> **TRY IT**
Your answer should consist of each line below that contains the string "trousers".
== GIVEN INFORMATION
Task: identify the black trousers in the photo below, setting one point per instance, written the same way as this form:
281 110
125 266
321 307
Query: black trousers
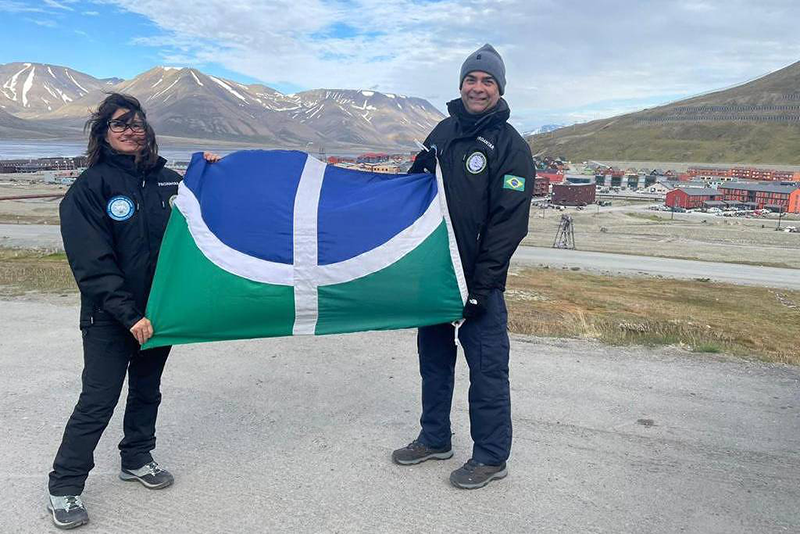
====
> **PROBLEM SOLUTION**
Task: identify the black trousers in the photo below, setting one point per instance, written the same way as this form:
Query: black trousers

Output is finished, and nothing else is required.